» **Job A**: Rewrite the records, starting at the first record and ending at the line that contains "104 99 L 131", with "building facade" replaced by "storefront" and everything else left unchanged. Omit the pictures from your answer.

» **Reading passage**:
>>

The limited nature of the dataset hinders its usefulness in two important ways. First, the population of Alameda County is not a representative sample of the U.S. population. Table 1 compares county, state, and federal statistics, and in none of the categories represented is Alameda County a reflection of California or the United States, as a whole. The authors do not address this fundamental shortcoming or offer any substantive justifications. As a result, the conclusions drawn from data exclusive to Alameda County are, at best, interesting and useful for future inquiry; they are unhelpful for motivating useful policy now, either in California or nationwide.
Second, the fact that the results are derived from a span of only fourteen months means that nothing can be said regarding rates of change. After Probate Lending, we know nothing new about trends in utilization of probate funding, competition in the market, or any other intertemporal concerns. These are not frivolous concerns. If probate funding is being utilized with decreasing frequency, for example, any problems are resolving themselves and statutory or regulatory reforms are unlikely to have much effect. Similarly, if competition in the probate funding market is increasing over time, then prices—the differential between the amount funded and the amount received—will be decreasing and consumer service will be improving, mitigating or eliminating consumer-protection concerns.

<<

» **Data extract**:
>>

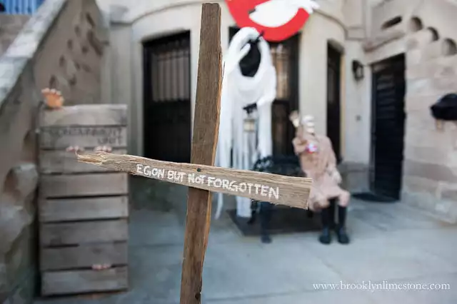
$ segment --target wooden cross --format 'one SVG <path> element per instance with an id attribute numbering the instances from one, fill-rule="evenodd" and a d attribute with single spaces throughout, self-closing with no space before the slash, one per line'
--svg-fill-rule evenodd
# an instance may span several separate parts
<path id="1" fill-rule="evenodd" d="M 79 161 L 189 186 L 181 285 L 181 304 L 199 304 L 203 263 L 208 243 L 211 192 L 302 208 L 310 178 L 217 168 L 222 78 L 221 7 L 204 4 L 191 162 L 178 163 L 106 152 L 78 155 Z"/>

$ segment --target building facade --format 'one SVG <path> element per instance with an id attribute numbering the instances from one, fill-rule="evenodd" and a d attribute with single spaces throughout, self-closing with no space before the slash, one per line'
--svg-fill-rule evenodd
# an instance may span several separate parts
<path id="1" fill-rule="evenodd" d="M 104 99 L 131 109 L 130 153 L 190 155 L 200 0 L 99 0 L 111 29 Z M 226 50 L 236 24 L 226 3 Z M 295 36 L 271 44 L 275 153 L 291 153 L 288 113 L 315 116 L 345 186 L 457 220 L 457 131 L 429 106 L 454 90 L 457 4 L 448 0 L 321 0 Z M 224 113 L 222 113 L 224 115 Z"/>

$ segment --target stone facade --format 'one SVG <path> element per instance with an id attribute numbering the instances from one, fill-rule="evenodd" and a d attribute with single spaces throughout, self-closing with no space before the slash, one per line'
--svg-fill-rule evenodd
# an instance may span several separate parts
<path id="1" fill-rule="evenodd" d="M 35 295 L 40 91 L 99 103 L 105 36 L 94 0 L 47 0 L 0 57 L 0 303 Z"/>
<path id="2" fill-rule="evenodd" d="M 363 44 L 368 63 L 406 55 L 402 200 L 456 223 L 457 128 L 446 123 L 443 130 L 437 129 L 430 106 L 456 91 L 457 35 L 451 29 L 457 5 L 393 0 L 378 1 L 371 9 L 371 34 Z"/>

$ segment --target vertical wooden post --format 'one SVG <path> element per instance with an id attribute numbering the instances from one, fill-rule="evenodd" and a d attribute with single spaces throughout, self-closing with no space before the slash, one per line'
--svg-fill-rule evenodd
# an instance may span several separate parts
<path id="1" fill-rule="evenodd" d="M 221 7 L 204 4 L 191 162 L 214 166 L 219 128 L 222 78 Z M 189 188 L 181 304 L 199 304 L 211 214 L 209 191 Z"/>

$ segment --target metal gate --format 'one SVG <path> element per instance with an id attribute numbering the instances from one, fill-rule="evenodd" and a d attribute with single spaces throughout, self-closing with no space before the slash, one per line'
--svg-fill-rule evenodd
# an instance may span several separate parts
<path id="1" fill-rule="evenodd" d="M 331 141 L 338 163 L 341 161 L 341 53 L 328 44 L 327 46 L 327 136 Z"/>
<path id="2" fill-rule="evenodd" d="M 405 57 L 373 66 L 371 188 L 376 194 L 399 199 L 405 133 Z"/>
<path id="3" fill-rule="evenodd" d="M 230 39 L 238 31 L 236 27 L 229 29 Z M 271 117 L 273 155 L 294 154 L 295 128 L 288 116 L 298 108 L 298 38 L 296 34 L 280 43 L 268 42 L 277 78 Z"/>
<path id="4" fill-rule="evenodd" d="M 190 161 L 190 36 L 186 31 L 143 45 L 146 157 Z"/>

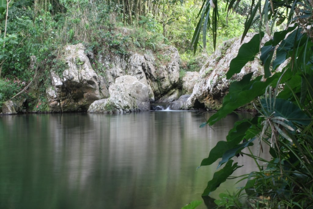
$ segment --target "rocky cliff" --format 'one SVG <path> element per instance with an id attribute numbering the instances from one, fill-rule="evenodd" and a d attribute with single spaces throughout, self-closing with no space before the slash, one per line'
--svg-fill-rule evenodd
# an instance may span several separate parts
<path id="1" fill-rule="evenodd" d="M 253 35 L 248 34 L 244 42 Z M 82 44 L 67 46 L 50 69 L 45 111 L 129 112 L 148 110 L 150 103 L 162 102 L 171 102 L 172 109 L 218 109 L 232 81 L 251 72 L 260 74 L 261 65 L 256 59 L 226 79 L 240 45 L 239 39 L 226 42 L 199 73 L 187 72 L 183 76 L 180 76 L 178 52 L 170 46 L 161 46 L 154 53 L 98 55 L 96 59 Z M 7 103 L 3 113 L 14 112 L 10 111 L 12 103 Z"/>

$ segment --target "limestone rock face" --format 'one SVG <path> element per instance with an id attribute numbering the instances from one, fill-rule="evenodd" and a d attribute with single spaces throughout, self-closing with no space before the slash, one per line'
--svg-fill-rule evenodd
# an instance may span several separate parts
<path id="1" fill-rule="evenodd" d="M 243 43 L 248 42 L 254 35 L 248 34 Z M 262 44 L 267 40 L 266 38 L 264 38 Z M 248 63 L 239 73 L 229 80 L 226 79 L 230 61 L 237 56 L 241 45 L 240 39 L 229 40 L 208 59 L 200 71 L 198 80 L 184 106 L 184 109 L 205 107 L 209 110 L 218 109 L 224 96 L 228 93 L 232 81 L 240 80 L 244 75 L 252 72 L 254 72 L 254 76 L 261 74 L 261 64 L 255 59 Z"/>
<path id="2" fill-rule="evenodd" d="M 157 102 L 172 102 L 177 99 L 179 88 L 179 55 L 177 50 L 173 46 L 165 47 L 157 61 L 154 69 L 146 71 L 150 75 L 152 88 Z"/>
<path id="3" fill-rule="evenodd" d="M 7 101 L 3 104 L 1 114 L 12 115 L 16 113 L 16 111 L 14 107 L 14 104 L 12 101 Z"/>
<path id="4" fill-rule="evenodd" d="M 151 102 L 172 102 L 178 99 L 180 88 L 179 56 L 173 46 L 164 46 L 158 57 L 150 51 L 143 55 L 130 53 L 127 56 L 113 55 L 98 60 L 108 70 L 104 72 L 109 86 L 119 77 L 129 75 L 136 77 L 148 86 Z"/>
<path id="5" fill-rule="evenodd" d="M 110 97 L 95 101 L 89 112 L 128 112 L 150 110 L 149 88 L 136 77 L 123 76 L 109 88 Z"/>
<path id="6" fill-rule="evenodd" d="M 198 72 L 186 72 L 182 79 L 182 86 L 183 94 L 191 94 L 195 85 L 198 82 L 199 73 Z"/>
<path id="7" fill-rule="evenodd" d="M 51 69 L 52 86 L 46 93 L 52 112 L 87 110 L 95 100 L 107 96 L 104 95 L 105 89 L 100 89 L 98 75 L 85 51 L 81 44 L 67 46 L 62 57 L 56 60 L 64 64 L 58 66 L 64 68 L 62 75 L 56 72 L 59 70 L 58 67 Z"/>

<<

» **Job B**: Copy the passage on the probate lending data word for word, starting at "Second, the fact" and ending at "eliminating consumer-protection concerns.".

» **Correct output A**:
$ segment --target wooden cross --format 'one SVG <path> element per instance with an id attribute numbering the instances from one, fill-rule="evenodd" and a d attribute with single spaces throughout, self-closing with no space before the slash, one per line'
--svg-fill-rule evenodd
# an instance may span several separate parts
<path id="1" fill-rule="evenodd" d="M 79 161 L 189 186 L 181 285 L 181 304 L 199 304 L 203 263 L 208 243 L 211 192 L 302 208 L 310 178 L 217 168 L 222 78 L 221 7 L 204 4 L 191 162 L 178 163 L 106 152 L 78 155 Z"/>

$ segment --target storefront --format 'one SVG <path> element per instance with an id attribute numbering the instances from one, fill-rule="evenodd" and a d attribute with single spaces throughout, self-closing with no space before the slash, one per line'
--svg-fill-rule evenodd
# an instance may span several separate parts
<path id="1" fill-rule="evenodd" d="M 104 99 L 131 109 L 130 153 L 190 155 L 200 0 L 99 0 L 111 29 Z M 226 50 L 236 24 L 226 3 Z M 295 36 L 271 44 L 275 153 L 291 153 L 288 113 L 315 116 L 345 186 L 457 220 L 457 131 L 429 106 L 454 90 L 457 4 L 448 0 L 321 0 Z M 224 113 L 222 113 L 224 115 Z"/>

» **Correct output B**:
Second, the fact that the results are derived from a span of only fourteen months means that nothing can be said regarding rates of change. After Probate Lending, we know nothing new about trends in utilization of probate funding, competition in the market, or any other intertemporal concerns. These are not frivolous concerns. If probate funding is being utilized with decreasing frequency, for example, any problems are resolving themselves and statutory or regulatory reforms are unlikely to have much effect. Similarly, if competition in the probate funding market is increasing over time, then prices—the differential between the amount funded and the amount received—will be decreasing and consumer service will be improving, mitigating or eliminating consumer-protection concerns.